Task prompt: Each record is to be printed again precisely as it reads.

■ ■ ■ ■ ■

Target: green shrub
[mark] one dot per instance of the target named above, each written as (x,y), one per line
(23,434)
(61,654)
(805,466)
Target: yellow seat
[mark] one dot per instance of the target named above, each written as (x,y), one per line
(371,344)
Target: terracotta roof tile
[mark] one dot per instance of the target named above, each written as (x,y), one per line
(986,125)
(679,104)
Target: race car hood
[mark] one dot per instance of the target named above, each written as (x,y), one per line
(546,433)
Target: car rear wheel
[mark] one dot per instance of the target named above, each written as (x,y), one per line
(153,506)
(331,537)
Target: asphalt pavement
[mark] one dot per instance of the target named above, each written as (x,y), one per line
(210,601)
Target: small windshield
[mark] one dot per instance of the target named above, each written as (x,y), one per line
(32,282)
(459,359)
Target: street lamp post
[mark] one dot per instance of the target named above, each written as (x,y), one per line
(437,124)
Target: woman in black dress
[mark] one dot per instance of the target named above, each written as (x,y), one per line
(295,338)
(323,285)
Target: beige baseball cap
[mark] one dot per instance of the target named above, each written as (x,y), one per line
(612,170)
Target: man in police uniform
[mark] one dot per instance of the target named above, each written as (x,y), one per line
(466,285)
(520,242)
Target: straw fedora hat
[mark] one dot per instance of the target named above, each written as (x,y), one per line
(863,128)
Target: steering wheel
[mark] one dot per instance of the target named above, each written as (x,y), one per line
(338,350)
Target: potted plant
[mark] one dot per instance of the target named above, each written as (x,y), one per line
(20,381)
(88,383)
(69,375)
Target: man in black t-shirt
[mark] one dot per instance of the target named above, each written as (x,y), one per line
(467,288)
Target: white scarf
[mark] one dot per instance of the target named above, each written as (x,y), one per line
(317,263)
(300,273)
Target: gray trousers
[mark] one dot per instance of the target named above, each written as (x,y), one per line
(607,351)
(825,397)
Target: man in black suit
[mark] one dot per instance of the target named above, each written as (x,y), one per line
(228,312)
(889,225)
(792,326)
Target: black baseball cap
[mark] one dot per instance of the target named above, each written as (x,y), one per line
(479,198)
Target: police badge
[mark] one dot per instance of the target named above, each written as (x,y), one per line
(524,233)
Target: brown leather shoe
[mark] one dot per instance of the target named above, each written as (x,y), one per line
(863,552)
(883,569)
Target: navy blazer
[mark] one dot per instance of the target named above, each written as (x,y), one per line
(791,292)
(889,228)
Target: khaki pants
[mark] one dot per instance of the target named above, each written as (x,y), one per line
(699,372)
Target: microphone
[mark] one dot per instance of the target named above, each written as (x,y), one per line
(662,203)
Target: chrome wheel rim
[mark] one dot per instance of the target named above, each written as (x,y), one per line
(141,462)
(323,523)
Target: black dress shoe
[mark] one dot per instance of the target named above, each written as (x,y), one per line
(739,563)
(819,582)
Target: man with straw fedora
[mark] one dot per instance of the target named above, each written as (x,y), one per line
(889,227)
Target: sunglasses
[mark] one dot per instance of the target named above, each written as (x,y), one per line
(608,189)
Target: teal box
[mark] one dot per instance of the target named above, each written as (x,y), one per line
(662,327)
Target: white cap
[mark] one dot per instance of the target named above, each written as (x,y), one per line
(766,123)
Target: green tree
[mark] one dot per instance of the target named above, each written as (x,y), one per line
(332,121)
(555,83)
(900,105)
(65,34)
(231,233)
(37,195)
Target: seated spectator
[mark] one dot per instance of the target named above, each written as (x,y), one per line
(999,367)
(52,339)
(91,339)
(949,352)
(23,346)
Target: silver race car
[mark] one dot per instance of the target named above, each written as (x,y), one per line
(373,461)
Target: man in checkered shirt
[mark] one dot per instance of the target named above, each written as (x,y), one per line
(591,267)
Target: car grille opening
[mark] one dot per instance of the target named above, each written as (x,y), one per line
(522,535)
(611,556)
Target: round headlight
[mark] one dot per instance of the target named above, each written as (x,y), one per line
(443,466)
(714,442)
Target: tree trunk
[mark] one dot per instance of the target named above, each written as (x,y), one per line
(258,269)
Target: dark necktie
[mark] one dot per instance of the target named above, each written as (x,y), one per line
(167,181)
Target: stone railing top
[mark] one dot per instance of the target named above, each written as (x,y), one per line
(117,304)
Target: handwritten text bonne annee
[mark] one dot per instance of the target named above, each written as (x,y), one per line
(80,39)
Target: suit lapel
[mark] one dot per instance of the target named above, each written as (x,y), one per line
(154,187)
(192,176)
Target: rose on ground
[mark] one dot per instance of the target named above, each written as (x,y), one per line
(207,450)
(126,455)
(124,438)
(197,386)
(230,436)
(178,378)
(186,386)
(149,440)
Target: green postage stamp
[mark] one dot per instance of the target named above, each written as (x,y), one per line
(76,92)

■ ■ ■ ■ ■

Written response:
Target: green shrub
[mark] one dot per instance of the target named above, each written as (x,y), one per line
(23,434)
(61,654)
(805,466)
Target: yellow seat
[mark] one dot per instance of the target named above, each written as (x,y), one per line
(371,344)
Target: terracotta roof tile
[mark] one dot per instance of the target named above, each written as (x,y), one per line
(986,125)
(679,104)
Target: race car hood
[mark] one dot per instance of the target named above, each written as (x,y), one per line
(546,433)
Target: car rear wheel
[mark] one dot per instance of the target named above, each written as (x,y), one per line
(153,506)
(331,537)
Target: asphalt pavement
[mark] one dot per instance of the target named above, each written as (x,y), one per line
(210,601)
Target: small windshield
[mark] one dot per instance of the target named above, each written as (x,y), one per line
(32,282)
(459,359)
Target: street lamp post
[mark] one dot per instance of the target named above, each written as (x,y), one per line
(437,124)
Target: woman in black dress
[mark] one dot per instance of the target named above, each written as (x,y), one per line
(295,338)
(323,285)
Target: beige baseball cap
[mark] one dot per instance of the target named above, each written as (x,y), one per line
(612,170)
Target: man in police uniform
[mark] one dot per instance of the target named above, each written as (x,y), one per line
(466,285)
(520,242)
Target: straw fedora hat
[mark] one dot per instance of the target named above, each written as (x,y), one per line
(863,128)
Target: steering wheel
[mark] one dot per instance of the target named above, each written as (x,y), one per line
(338,350)
Target: potted plant
[mark] one dot per instance of the target named above, each written as (x,y), one per line
(20,381)
(88,383)
(69,375)
Target: man in black t-shirt
[mark] one dot per instance of the target named above, each written as (x,y), one per line
(467,288)
Target: white scarf
[mark] one dot per instance of the target named above, each written as (x,y), one per line
(317,263)
(300,273)
Target: gray trousers
[mark] one dot per instance of the target named above, each written as (x,y), one per line
(607,351)
(825,397)
Target: man in black suit
[mark] one dot per instance of the target named above, each written as (x,y), one per line
(228,312)
(889,225)
(792,326)
Target: black baseball cap
[mark] one dot per instance of the target named above, each written as (x,y), one per line
(479,198)
Target: police badge
[mark] one dot per instance of the target named above, each written as (x,y), one per line
(524,233)
Target: brown leather shoe
[mark] one dot per instance of the target named above, each written as (x,y), one per line
(863,552)
(883,569)
Target: navy blazer
[mark] one dot per instance of the target named above, each written as (x,y), one per line
(791,292)
(889,228)
Target: khaki pants
[mark] one dot per instance of the target named above, each written as (x,y), one per line
(699,372)
Target: microphone
[mark] one dot per instance of the target named above, each written as (x,y), one per line
(662,203)
Target: chrome wheel rim
[mark] one dot per instance of the target named above, each written as (x,y), one per line
(141,462)
(323,523)
Target: black dress shoe
[mark] one dot per instance of the target named above, each written as (x,y), one per line
(739,563)
(819,582)
Target: man with straw fedora
[mark] one dot per instance of the target named above, each written as (x,y), one per line
(889,227)
Target: sunglasses
[mark] one dot per instance of the target named above, each written as (x,y), one per line
(608,189)
Target: teal box
[mark] one dot per instance of the target named above, each written as (x,y), one per line
(662,327)
Target: white cap
[mark] one dot per instance of the target named above, each written as (x,y), one per line
(766,123)
Target: green tree
[mark] one dot per instance of the target named above, each written as (x,y), one per line
(332,121)
(555,83)
(900,105)
(65,34)
(231,233)
(37,195)
Target: seated spectator
[mark] one dot per instance of the target named above, each written as (x,y), one per line
(999,367)
(52,339)
(91,339)
(949,352)
(23,346)
Target: silver race car
[mark] one dot per instance of the target named above, each written as (x,y), one per line
(373,461)
Target: man in checkered shirt
[mark] one dot per instance of the target named above, each written as (x,y), one per line
(591,267)
Target: car grille opening
[mark] one dot per instance of the target named above, each written as (x,y), one per line
(522,535)
(611,556)
Target: round headlight
[mark] one dot per instance of the target named above, each written as (x,y), one per line
(443,466)
(714,442)
Target: tree trunk
[mark] one dot per instance of the target named above, each written as (x,y), one per line
(258,269)
Target: dark necktie
[mark] one dot per instance of the target named above, each written as (x,y), one per line
(167,181)
Target: stone railing top
[mark] one dot per instance of the target named above, each written as (x,y), one per line
(117,304)
Target: handwritten text bonne annee
[mark] one dot per instance of the target named above, each written as (x,y), one per line
(80,39)
Target: suit lapel
[mark] one dot per instance of the target named above, each written as (x,y), one per line
(154,187)
(192,176)
Target: rose on ground
[mark] one dot per instance of the target named above, each written as (x,y), one per line
(207,450)
(126,455)
(124,438)
(197,386)
(230,436)
(178,378)
(186,386)
(149,440)
Target: green postage stamp
[mark] one dot per instance of the target named above, each written as (x,y), one per line
(76,92)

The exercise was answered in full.